*** PASSAGE SHOWN

Tuesday, June 22, 2010

Five things I've seen so far this year that made me really happy

Listening to: "This Is My House, This Is My Home" by We Were Promised Jetpacks

1. Black Narcissus (1947)



I remember that I was walking through my grandmother's room, and she just happened to be watching this film. I came in during a low-key point in the movie; not alot of "action", per se, was happening. Nonetheless, I was entirely sucked in. The colors and sets were so rich; the interactions between characters so subtle and compelling. It's really not the kind of film that can be acknowledged and dismissed with just a glance at the screen. I'm actually planning a little reflective post on Black Narcissus all by itself - stay tuned!

2. 3-Iron (2004).



This film is, quite simply, a work of art. It's incredibly unusual, unusually haunting, and, incidentally, really quite dark. (I've read some reviews in which viewers commented that they loved the film's light, airy tone...I'm not sure which movie they were watching). Nonetheless, it's absolutely gorgeous. Silence reigns during most of it - of our two protagonists, the heroine speaks a few words close to the end; the hero does not open his mouth once during the course of the entire film.

3. Diva (1982)



I watched it on my mom's recommendation, and boy, am I glad that I did! What an interesting jumble of twists and turns, what a delightfully motley cast of characters; what, what gorgeous music.

4. Once (2006)



Over the past few years, I'd heard so many mediocre reviews of the movie that I more or less decided that I would never bother see it. A friend had given me a copy of the soundtrack, which is incredible - but according to so many people, the film itself falls short in comparison. Hey - I, for one, absolutely loved the movie. I mean, it's obviously not supposed to be super-exciting; its charm lies in its simplicity. I loved the idea of two young songwriters encountering one another, and influencing each other for a short time before going their separate ways.

5. Fantastic Mr. Fox (2009)

******
*** SOURCE DATA

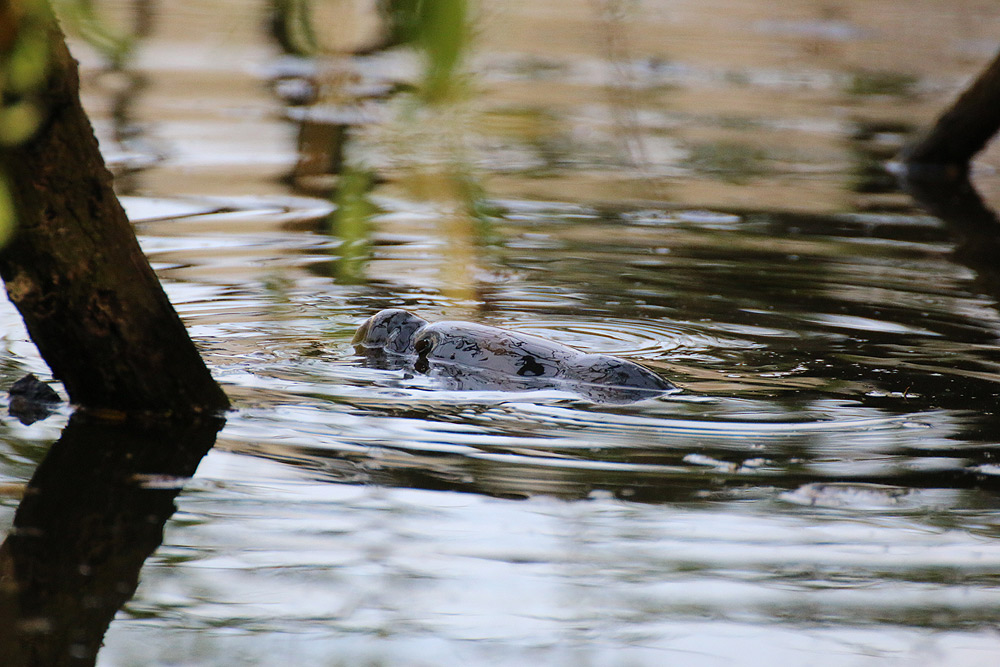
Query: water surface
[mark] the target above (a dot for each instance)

******

SHORT PROBLEM: Copy out the blog post about five films seen this year, word for word from start to finish.

RESULT OF THE EXERCISE:
Tuesday, June 22, 2010

Five things I've seen so far this year that made me really happy

Listening to: "This Is My House, This Is My Home" by We Were Promised Jetpacks

1. Black Narcissus (1947)



I remember that I was walking through my grandmother's room, and she just happened to be watching this film. I came in during a low-key point in the movie; not alot of "action", per se, was happening. Nonetheless, I was entirely sucked in. The colors and sets were so rich; the interactions between characters so subtle and compelling. It's really not the kind of film that can be acknowledged and dismissed with just a glance at the screen. I'm actually planning a little reflective post on Black Narcissus all by itself - stay tuned!

2. 3-Iron (2004).



This film is, quite simply, a work of art. It's incredibly unusual, unusually haunting, and, incidentally, really quite dark. (I've read some reviews in which viewers commented that they loved the film's light, airy tone...I'm not sure which movie they were watching). Nonetheless, it's absolutely gorgeous. Silence reigns during most of it - of our two protagonists, the heroine speaks a few words close to the end; the hero does not open his mouth once during the course of the entire film.

3. Diva (1982)



I watched it on my mom's recommendation, and boy, am I glad that I did! What an interesting jumble of twists and turns, what a delightfully motley cast of characters; what, what gorgeous music.

4. Once (2006)



Over the past few years, I'd heard so many mediocre reviews of the movie that I more or less decided that I would never bother see it. A friend had given me a copy of the soundtrack, which is incredible - but according to so many people, the film itself falls short in comparison. Hey - I, for one, absolutely loved the movie. I mean, it's obviously not supposed to be super-exciting; its charm lies in its simplicity. I loved the idea of two young songwriters encountering one another, and influencing each other for a short time before going their separate ways.

5. Fantastic Mr. Fox (2009)